- Document section:

++++++++

Big Harpe was finally cornered and beheaded in Kentucky in 1799. His head was nailed to a tree along the Trace as a warning. Legend says a witch later stole the skull, ground it to powder, and used it in a potion that healed her sick relative. Ever since, travelers report hearing maniacal cackling laughter coming from the bushes and pine thickets. Big Harpe’s headless ghost is said to walk the Trace eternally, still searching for victims. Little Harpe was hanged in 1804; both brothers’ spirits are blamed for the malevolent red-headed man in a top hat who appears inside King’s Tavern.

King’s Tavern — Natchez’s Most Haunted Building
In Natchez, Mississippi (the southern terminus), King’s Tavern (one of the oldest buildings in the state, dating to the 1780s) served as a notorious inn, tavern, and post office for Trace travelers and river pirates. It is among the most actively haunted sites associated with the Trace.

++++++++

- Given task:
Write the next part of the piece on hauntings along the Trace, picking up right after its opening lines about King's Tavern. The items that follow come from a separate source.

- Entries supplied:
++++++++

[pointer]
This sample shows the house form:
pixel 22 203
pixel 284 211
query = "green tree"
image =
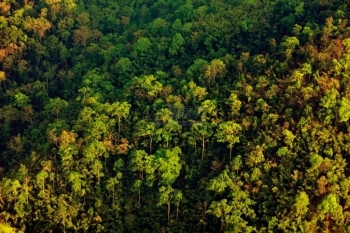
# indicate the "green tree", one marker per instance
pixel 228 132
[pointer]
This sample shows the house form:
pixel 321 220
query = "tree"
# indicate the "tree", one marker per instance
pixel 207 110
pixel 216 69
pixel 176 44
pixel 142 45
pixel 55 105
pixel 201 131
pixel 120 110
pixel 146 128
pixel 228 132
pixel 166 164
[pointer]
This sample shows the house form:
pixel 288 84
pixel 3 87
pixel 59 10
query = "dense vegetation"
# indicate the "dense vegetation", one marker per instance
pixel 174 116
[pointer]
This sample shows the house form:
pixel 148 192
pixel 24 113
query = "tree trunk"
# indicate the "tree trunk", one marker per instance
pixel 168 211
pixel 203 144
pixel 118 129
pixel 150 144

++++++++

- Task output:
The most famous ghost is Madeline, a beautiful 16-year-old server and mistress of owner Richard King. Jealousy (from Mrs. King or thugs) led to her murder; her body, along with two men’s, was bricked into a chimney. In the 1930s, renovations uncovered mummified remains. Her spirit is playful yet mischievous: apparitions, footprints, poltergeist activity (knocking jars, moving objects), and a crying baby (possibly a Harpe victim or another murdered infant) have been reported. A menacing red-headed man in a top hat—possibly Samuel Mason or a Harpe—appears, along with shadowy figures on stairways and unexplained heat from fireplaces. Outlaws like the Harpes and Mason frequented the tavern, leaving a legacy of violence that fuels the hauntings.

Devil’s Punchbowl, Natchez-Under-the-Hill, and Other Outlaw Haunts
Devil’s Punchbowl, a mysterious geological depression near Natchez and the Mississippi River, served as a hideout for bandits like Joseph Thompson Hare (who claimed over 100 murders and buried loot plus his murdered mistress’s body there). A sinister presence, apparitions of Hare’s laughing ghost, and the mistress are reported; Hare himself saw the phantom white horse on the Trace before his 1818 hanging.
Natchez-Under-the-Hill, the rowdy riverfront district at the Trace’s start, was a den of brothels, saloons, and shootouts. Ghosts of outlaws, gamblers, and victims lurk amid its violent past.
Other outlaws include:

Samuel “Wolfman” Mason (“Land Pirate”): Operated gangs robbing Trace travelers and riverboats; killed by Little Harpe; head returned for reward.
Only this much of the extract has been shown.